Goal of the exercise:
Reproduce the material from the line containing "Kindly give the mask of every instance of the residential" through the end of the material, both ends included, with every line kept, requests included. Offset each pixel coordinate in the answers by -136.

=======

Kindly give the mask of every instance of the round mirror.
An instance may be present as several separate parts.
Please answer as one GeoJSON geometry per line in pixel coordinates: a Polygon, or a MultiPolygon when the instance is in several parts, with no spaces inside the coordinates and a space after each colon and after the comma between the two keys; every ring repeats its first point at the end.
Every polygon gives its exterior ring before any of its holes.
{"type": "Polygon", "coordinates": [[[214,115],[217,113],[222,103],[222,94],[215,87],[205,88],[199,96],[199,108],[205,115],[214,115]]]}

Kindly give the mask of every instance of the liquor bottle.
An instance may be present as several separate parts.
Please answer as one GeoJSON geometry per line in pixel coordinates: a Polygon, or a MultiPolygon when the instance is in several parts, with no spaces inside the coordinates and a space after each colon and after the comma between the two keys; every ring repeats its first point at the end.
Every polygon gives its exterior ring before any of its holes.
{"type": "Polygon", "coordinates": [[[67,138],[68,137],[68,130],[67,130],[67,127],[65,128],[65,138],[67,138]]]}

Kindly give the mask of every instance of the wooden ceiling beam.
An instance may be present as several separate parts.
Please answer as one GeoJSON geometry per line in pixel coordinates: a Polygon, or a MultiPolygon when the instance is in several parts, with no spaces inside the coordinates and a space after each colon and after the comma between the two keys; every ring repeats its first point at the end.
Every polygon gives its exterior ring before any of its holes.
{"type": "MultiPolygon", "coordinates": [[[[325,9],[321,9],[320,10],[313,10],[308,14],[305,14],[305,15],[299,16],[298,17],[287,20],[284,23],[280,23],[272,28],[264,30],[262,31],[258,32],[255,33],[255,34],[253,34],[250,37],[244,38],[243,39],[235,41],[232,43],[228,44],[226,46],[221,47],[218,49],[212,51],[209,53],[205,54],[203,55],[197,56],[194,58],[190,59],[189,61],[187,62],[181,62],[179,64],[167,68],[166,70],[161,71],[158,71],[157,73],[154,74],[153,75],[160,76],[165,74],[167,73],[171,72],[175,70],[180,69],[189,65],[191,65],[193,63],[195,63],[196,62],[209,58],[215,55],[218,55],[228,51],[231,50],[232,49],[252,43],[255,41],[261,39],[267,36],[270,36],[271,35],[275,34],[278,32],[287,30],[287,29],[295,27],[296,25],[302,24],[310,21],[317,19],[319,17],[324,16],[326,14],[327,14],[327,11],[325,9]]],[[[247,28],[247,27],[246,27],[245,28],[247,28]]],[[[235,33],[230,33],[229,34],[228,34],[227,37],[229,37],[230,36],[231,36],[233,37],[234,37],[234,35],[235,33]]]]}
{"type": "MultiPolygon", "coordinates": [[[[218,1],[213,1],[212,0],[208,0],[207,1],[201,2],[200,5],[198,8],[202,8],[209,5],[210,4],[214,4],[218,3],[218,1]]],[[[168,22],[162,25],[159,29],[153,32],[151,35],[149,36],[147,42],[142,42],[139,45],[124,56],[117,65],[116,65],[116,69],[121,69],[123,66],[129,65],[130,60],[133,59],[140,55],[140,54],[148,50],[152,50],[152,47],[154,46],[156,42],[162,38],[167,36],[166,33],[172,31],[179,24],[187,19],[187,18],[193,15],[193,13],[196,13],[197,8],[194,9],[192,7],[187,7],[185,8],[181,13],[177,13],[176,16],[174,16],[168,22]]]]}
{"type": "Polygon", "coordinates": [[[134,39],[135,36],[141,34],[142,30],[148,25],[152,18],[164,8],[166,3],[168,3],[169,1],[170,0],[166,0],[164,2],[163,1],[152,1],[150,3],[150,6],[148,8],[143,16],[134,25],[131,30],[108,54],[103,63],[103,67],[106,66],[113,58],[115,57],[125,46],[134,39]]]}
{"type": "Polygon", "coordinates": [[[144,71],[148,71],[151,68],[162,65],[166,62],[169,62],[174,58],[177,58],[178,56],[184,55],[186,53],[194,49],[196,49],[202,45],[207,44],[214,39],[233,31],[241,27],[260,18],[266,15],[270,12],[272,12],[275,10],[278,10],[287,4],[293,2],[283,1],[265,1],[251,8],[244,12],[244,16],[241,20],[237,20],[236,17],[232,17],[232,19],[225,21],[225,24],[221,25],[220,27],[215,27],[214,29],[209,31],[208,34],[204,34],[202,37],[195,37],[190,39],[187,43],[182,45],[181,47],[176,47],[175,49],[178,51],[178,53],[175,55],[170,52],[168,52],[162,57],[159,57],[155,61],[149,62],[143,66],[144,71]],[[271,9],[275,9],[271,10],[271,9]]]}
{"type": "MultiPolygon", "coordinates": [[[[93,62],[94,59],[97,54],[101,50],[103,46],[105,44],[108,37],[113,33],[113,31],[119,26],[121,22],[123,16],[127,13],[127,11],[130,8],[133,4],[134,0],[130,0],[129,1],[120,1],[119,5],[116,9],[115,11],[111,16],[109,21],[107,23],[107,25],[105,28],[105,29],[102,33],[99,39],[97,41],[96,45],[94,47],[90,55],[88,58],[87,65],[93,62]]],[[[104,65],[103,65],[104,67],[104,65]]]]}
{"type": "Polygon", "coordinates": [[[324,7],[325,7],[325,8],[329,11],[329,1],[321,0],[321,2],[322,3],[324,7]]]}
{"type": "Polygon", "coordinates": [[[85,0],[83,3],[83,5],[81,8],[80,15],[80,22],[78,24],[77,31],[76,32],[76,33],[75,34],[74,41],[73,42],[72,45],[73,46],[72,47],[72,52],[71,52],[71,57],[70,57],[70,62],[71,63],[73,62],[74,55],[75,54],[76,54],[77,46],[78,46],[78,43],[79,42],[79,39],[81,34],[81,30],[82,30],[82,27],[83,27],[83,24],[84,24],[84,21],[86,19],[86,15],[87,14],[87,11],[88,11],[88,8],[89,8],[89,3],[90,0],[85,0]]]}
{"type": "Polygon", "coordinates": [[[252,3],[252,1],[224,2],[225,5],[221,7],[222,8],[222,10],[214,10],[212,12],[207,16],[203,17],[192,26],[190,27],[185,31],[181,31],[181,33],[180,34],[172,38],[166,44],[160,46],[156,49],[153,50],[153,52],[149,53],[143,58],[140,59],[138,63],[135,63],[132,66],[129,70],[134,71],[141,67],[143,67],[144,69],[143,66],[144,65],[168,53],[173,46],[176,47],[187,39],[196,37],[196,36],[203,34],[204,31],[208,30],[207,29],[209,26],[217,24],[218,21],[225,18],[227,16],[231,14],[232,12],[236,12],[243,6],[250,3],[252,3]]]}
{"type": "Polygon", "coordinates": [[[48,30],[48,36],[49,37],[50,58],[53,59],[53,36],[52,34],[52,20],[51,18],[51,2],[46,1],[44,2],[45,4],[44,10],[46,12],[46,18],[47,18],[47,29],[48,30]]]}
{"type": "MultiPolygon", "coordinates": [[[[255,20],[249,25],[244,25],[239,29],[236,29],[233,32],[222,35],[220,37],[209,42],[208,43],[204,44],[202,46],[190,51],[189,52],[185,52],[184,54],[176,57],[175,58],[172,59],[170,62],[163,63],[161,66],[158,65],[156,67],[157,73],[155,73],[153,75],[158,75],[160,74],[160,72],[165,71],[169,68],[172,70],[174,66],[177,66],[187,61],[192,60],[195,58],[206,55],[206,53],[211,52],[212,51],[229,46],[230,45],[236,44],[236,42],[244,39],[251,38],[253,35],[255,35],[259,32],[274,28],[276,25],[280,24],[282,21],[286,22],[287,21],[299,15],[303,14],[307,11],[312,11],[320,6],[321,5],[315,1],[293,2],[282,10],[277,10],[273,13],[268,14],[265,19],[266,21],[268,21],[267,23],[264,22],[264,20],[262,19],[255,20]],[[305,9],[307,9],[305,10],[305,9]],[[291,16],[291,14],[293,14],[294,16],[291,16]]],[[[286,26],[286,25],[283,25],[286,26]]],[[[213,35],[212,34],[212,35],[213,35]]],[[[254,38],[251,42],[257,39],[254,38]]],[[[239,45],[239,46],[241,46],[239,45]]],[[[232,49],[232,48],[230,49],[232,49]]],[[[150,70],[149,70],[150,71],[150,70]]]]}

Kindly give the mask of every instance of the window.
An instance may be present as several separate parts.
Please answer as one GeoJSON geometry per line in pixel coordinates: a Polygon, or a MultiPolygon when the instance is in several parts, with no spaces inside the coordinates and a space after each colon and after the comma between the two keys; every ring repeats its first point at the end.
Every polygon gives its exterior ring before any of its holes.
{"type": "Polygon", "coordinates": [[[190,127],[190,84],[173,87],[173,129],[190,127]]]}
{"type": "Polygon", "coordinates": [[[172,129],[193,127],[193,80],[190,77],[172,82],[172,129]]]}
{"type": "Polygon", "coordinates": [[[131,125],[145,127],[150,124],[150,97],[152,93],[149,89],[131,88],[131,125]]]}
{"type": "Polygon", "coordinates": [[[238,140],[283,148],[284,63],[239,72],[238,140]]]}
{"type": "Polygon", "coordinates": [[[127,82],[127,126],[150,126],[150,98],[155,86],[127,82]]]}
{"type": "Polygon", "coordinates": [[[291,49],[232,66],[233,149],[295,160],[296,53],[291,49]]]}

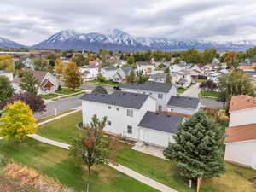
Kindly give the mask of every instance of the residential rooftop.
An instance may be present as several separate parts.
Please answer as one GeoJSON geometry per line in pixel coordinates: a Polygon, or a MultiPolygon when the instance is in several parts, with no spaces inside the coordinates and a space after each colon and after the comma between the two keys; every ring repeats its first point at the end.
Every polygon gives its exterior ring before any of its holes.
{"type": "Polygon", "coordinates": [[[168,102],[168,105],[196,109],[200,102],[200,99],[197,97],[172,96],[168,102]]]}
{"type": "Polygon", "coordinates": [[[168,93],[172,86],[174,86],[172,84],[147,81],[144,84],[125,84],[121,85],[120,88],[168,93]]]}
{"type": "Polygon", "coordinates": [[[241,110],[256,107],[256,97],[253,97],[247,95],[240,95],[232,96],[230,112],[241,110]]]}
{"type": "Polygon", "coordinates": [[[115,91],[113,94],[84,94],[84,101],[115,105],[128,108],[140,109],[148,99],[148,95],[115,91]]]}
{"type": "Polygon", "coordinates": [[[226,128],[226,143],[256,139],[256,124],[226,128]]]}
{"type": "Polygon", "coordinates": [[[139,126],[175,134],[177,125],[182,123],[183,117],[159,113],[148,111],[139,123],[139,126]]]}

=======

Output of the task:
Kindly give the mask of every instance of the residential rooftop.
An instance may be present as several separate parts.
Please answer as one GeoJSON geometry per line in pixel coordinates: a Polygon, or a MultiPolygon when the instance is in several parts, with no spaces inside the coordinates and a space after each colon and after the comma between the two keys; every ring repeats its first point at the end.
Every polygon gives its exterior ring before any of its holes.
{"type": "Polygon", "coordinates": [[[32,-34],[32,-31],[60,-27],[64,-34],[64,-37],[61,-39],[36,-40],[32,-34]]]}
{"type": "Polygon", "coordinates": [[[32,-43],[36,-50],[38,-50],[36,-52],[11,-55],[8,-52],[-11,-52],[-15,-51],[-16,-48],[32,-43]]]}
{"type": "Polygon", "coordinates": [[[105,-26],[120,-29],[120,-39],[117,-39],[111,-41],[104,-41],[96,-40],[94,-24],[105,-26]]]}
{"type": "Polygon", "coordinates": [[[-21,-45],[-23,-42],[-52,-42],[-52,-35],[-21,-31],[-8,-28],[4,-27],[12,-37],[12,-41],[-21,-45]]]}
{"type": "Polygon", "coordinates": [[[90,-8],[90,7],[120,3],[120,-12],[90,-8]]]}
{"type": "Polygon", "coordinates": [[[3,-10],[39,-2],[41,-11],[46,-13],[47,-19],[23,-23],[12,-25],[3,-13],[3,-10]]]}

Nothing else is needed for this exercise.